課題の指示
下の記録のうち、「target: central path」を含む行から「437 309 L 415」を含む行までを、両端の行も含めて一字も変えずに書き写してください。ほかの行は含めないでください。
╭─ 抽出した記録
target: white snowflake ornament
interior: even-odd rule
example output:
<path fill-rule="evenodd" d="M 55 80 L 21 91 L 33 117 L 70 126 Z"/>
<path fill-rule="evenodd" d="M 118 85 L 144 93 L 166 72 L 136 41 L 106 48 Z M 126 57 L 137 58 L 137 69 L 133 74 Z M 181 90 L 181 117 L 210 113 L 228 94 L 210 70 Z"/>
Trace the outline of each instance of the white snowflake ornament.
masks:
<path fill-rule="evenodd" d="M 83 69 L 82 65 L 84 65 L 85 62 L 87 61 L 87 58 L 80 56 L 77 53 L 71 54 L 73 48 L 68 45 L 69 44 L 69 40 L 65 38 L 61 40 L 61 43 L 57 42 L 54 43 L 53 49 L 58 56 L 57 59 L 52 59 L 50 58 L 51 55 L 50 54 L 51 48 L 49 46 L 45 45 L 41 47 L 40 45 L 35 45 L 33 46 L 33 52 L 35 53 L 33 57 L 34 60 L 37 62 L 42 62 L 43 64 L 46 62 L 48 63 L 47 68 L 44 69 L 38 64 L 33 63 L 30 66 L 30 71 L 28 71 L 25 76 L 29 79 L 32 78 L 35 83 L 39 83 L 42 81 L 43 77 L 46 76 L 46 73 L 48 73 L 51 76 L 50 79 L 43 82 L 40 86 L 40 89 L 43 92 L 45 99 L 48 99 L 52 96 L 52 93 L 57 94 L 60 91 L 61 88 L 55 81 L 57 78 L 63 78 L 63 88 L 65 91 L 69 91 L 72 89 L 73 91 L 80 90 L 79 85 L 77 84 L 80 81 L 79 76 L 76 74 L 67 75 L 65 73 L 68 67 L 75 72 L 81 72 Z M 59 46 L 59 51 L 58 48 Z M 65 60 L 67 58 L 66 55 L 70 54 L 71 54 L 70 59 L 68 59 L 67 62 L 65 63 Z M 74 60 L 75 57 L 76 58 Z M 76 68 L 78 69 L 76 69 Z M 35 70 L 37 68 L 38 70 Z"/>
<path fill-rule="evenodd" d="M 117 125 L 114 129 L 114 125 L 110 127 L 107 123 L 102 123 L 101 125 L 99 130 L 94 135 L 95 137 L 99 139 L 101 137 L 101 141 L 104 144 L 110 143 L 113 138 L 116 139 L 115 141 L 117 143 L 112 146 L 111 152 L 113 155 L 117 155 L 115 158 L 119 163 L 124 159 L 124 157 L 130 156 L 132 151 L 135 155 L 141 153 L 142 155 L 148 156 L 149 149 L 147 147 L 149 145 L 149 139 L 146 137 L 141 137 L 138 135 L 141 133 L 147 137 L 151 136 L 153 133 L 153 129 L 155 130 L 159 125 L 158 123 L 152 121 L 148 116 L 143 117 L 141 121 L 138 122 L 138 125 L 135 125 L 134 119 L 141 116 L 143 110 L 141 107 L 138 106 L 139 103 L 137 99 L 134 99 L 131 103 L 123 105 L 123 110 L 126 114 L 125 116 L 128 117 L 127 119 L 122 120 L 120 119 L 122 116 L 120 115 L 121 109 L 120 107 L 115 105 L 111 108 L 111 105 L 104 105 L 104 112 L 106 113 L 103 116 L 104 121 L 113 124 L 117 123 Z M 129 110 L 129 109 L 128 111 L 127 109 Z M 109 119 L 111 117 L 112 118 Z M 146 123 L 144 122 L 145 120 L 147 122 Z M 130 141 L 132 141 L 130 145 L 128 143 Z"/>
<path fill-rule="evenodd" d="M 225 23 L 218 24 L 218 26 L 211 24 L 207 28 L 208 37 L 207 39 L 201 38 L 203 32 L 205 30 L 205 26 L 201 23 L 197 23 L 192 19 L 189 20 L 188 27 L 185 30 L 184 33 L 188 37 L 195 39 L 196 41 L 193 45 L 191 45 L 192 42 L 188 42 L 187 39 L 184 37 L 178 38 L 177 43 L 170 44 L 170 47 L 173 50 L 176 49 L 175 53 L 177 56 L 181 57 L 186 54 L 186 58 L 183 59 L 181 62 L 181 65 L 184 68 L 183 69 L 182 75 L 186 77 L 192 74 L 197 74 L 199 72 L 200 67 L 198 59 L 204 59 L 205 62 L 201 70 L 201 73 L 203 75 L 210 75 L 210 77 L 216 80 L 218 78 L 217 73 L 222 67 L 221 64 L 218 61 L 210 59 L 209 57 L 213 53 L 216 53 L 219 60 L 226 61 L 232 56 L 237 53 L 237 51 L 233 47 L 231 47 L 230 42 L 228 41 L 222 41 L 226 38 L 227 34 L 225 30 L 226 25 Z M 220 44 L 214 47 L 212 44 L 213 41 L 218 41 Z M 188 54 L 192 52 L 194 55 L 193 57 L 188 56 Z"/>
╰─
╭─ 抽出した記録
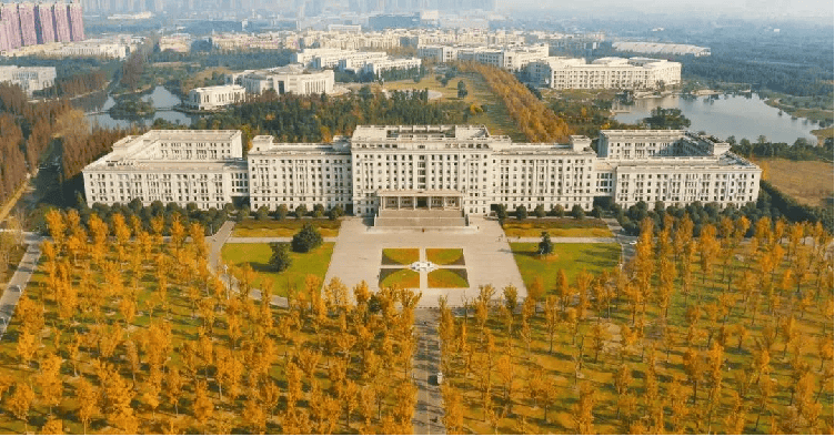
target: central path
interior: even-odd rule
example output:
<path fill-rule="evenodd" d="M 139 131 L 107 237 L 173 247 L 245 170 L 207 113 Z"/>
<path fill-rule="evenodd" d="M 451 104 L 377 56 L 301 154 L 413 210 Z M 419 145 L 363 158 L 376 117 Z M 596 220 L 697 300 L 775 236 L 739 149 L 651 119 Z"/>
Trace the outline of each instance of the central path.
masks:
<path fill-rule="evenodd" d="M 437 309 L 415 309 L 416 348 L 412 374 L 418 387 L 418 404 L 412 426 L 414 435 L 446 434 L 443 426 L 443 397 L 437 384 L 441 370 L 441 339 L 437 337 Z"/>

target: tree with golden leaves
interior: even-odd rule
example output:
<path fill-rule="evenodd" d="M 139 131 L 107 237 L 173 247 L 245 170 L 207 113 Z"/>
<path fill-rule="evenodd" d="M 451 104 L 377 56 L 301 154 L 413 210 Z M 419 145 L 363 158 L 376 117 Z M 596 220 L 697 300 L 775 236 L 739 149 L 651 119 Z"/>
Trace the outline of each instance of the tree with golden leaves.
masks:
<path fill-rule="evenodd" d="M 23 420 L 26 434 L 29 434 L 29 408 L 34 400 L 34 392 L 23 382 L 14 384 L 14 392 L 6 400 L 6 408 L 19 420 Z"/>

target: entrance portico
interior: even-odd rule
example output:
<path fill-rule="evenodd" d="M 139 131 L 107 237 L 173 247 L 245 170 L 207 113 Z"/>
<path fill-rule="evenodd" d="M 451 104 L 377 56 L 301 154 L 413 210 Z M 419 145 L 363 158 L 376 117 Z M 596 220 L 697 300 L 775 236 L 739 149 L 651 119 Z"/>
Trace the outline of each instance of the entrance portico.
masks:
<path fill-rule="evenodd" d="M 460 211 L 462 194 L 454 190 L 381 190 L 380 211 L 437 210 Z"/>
╰─
╭─ 抽出した記録
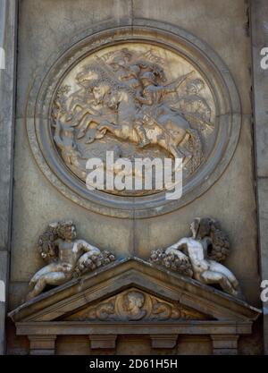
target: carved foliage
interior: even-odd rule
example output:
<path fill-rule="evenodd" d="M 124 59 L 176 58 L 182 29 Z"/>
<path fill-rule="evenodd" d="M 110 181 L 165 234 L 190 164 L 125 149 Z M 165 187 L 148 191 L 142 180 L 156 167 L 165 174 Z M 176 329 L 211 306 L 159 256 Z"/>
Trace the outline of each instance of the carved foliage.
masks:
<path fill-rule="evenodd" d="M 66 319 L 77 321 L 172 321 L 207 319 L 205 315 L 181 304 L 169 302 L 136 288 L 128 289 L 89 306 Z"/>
╰─
解答例
target: central path
interior: even-odd rule
example output:
<path fill-rule="evenodd" d="M 139 131 L 107 237 L 173 247 L 245 170 L 207 113 Z"/>
<path fill-rule="evenodd" d="M 451 104 L 377 56 L 301 154 L 413 210 Z M 419 145 L 363 158 L 376 117 Z M 596 220 L 697 300 L 775 236 L 739 149 L 651 119 Z"/>
Trace the outline of each instance of the central path.
masks:
<path fill-rule="evenodd" d="M 437 309 L 415 309 L 416 348 L 412 374 L 418 387 L 418 404 L 412 426 L 414 435 L 446 434 L 443 426 L 443 397 L 437 384 L 441 370 L 441 339 L 437 337 Z"/>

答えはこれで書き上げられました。